Copy each of the following rows word for word, without changing anything.

### SUPPLIED DATA
####################

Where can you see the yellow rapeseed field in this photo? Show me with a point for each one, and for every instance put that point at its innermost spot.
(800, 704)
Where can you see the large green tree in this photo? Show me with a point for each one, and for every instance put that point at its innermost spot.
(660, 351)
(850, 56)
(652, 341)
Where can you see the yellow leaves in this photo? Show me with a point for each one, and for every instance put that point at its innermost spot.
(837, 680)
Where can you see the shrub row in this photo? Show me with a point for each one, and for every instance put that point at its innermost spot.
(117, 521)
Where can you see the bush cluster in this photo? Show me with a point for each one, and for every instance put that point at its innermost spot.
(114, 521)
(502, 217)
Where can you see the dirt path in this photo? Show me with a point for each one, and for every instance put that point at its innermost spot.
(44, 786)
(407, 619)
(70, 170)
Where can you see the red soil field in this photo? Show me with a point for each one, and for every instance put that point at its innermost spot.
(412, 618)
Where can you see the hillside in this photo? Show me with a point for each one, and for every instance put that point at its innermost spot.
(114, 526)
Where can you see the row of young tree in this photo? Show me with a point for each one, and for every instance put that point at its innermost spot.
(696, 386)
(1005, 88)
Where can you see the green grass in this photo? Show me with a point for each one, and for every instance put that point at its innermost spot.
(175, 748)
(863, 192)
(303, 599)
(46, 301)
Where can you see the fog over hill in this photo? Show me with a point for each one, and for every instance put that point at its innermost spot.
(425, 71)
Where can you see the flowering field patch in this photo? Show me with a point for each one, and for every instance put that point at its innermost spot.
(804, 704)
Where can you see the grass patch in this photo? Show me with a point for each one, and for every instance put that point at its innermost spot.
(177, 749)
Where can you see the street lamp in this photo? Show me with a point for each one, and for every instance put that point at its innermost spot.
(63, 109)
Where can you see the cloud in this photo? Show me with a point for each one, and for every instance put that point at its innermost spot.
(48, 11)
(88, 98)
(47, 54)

####################

### TASK OUTPUT
Where can you see the yellow rapeseed field in this photo? Show me with a point for each one, and for every instance put that point at its innermost spot.
(800, 704)
Where can you see the large green tree in this photo? Show me with a point for each one, and for every instance put that point at its innermost spot.
(660, 351)
(850, 56)
(652, 341)
Where can you see the yellow leaves in this photo? Show me with a point for each one, and for every instance put that point at its innermost spot.
(837, 680)
Where can you see the shrub row in this photo? Show me with a point for each one, and for every instance put that point at its innermost spot.
(117, 521)
Where can you see the bush cluster in this photo? Show me with a point for each one, and for every instance put that point at its innermost spot.
(114, 521)
(502, 217)
Where can you see the dirt path in this photo? Show me with a point for each one, and for every instance put that point at its innermost spot.
(44, 786)
(407, 619)
(70, 170)
Where can you see the red soil field in this photo? Show me with a point for each one, and for every instance put that point at its innermost spot.
(412, 618)
Where can you see the hillside in this photo? Show me with a point for each one, and for every instance put that point at its innermost spot.
(114, 526)
Where can you see the row of young tree in this photo? Show me with a point for each one, and for every instance put that point at its innermost spot.
(696, 386)
(1005, 88)
Where can you see the green grass in this photo? Show me with a point for each one, and for every instance put that point at its innermost spot.
(175, 748)
(863, 192)
(303, 599)
(46, 301)
Where can you see the fog over hill in this photo? Show me with a point for each one, and for every instance put that point at its innermost spot.
(425, 71)
Where can you see the flowering field patch in this photo? Show me with a point for each one, and for every instance put that point at its innermost spot.
(804, 704)
Where can you see the grass patch in this photo? Show me with a point for each one, and for every instance put that point at its innermost spot.
(177, 749)
Where can you see the street lamp in this photo? Show me with a point for each one, and for every instance put that point at its innermost spot.
(63, 109)
Where can you see the cloud in this photo? Show me with a point for each one, and for every instance put that point at its innermost spot.
(48, 11)
(88, 98)
(47, 54)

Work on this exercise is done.